- _Task directions_
Switch "wooden dock" to "timber dock" in the material, starting at the line that contains "indicate the house with brown" and ending at the end of the material. Give only those lines, with nothing else changed.

- _Recorded information_
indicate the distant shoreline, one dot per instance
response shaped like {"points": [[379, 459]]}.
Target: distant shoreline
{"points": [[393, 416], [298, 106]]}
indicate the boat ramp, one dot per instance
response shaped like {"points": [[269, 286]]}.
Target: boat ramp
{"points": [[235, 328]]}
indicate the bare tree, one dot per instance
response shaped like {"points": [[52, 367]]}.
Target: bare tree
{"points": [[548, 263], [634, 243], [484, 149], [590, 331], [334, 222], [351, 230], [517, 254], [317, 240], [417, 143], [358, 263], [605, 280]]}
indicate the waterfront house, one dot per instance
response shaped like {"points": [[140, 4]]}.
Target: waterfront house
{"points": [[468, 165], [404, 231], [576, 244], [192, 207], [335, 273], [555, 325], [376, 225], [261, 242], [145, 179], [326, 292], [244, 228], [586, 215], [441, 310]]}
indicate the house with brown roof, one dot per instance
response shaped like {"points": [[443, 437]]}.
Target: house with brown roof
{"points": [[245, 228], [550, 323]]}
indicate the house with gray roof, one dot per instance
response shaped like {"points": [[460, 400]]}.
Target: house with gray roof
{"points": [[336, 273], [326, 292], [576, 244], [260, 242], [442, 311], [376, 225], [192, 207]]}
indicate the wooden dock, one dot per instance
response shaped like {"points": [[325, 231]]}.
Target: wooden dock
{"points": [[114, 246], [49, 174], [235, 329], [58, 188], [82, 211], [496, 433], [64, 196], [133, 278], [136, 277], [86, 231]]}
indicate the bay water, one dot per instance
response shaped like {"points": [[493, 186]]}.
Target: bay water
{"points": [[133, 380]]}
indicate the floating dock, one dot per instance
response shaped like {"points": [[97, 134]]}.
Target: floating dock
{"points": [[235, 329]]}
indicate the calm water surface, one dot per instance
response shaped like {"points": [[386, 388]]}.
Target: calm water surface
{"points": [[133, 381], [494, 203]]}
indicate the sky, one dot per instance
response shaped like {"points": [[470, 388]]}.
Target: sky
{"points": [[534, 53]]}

- _Solved problem_
indicate the house with brown roof, one dot per instance
response shaped like {"points": [[443, 437]]}.
Target: house with brown roof
{"points": [[245, 228], [550, 323]]}
indicate the house with gray roof, one dot per instance
response shaped like {"points": [[460, 400]]}.
Target: house with gray roof
{"points": [[336, 273], [326, 292], [576, 244], [260, 242], [442, 311], [376, 225], [192, 207]]}
indicate the timber dock, one dot per instance
response shaped like {"points": [[325, 231]]}.
Target: timber dock
{"points": [[114, 246], [49, 174], [235, 329], [58, 188], [82, 211], [496, 433], [64, 196], [133, 278], [136, 277], [86, 231]]}
indicate the bay water, one dot per instance
response shaped like {"points": [[493, 186]]}.
Target: bay water
{"points": [[133, 380]]}
indicate the floating dock, one dot per instance
response shaped like {"points": [[97, 134]]}.
Target: floating dock
{"points": [[235, 329]]}
indicate the calm water surface, one dot per instance
response shaped like {"points": [[386, 388]]}.
Target: calm water surface
{"points": [[133, 381], [494, 203]]}
indicate the sky, one dot per instance
response shaped like {"points": [[470, 388]]}.
Target: sky
{"points": [[534, 53]]}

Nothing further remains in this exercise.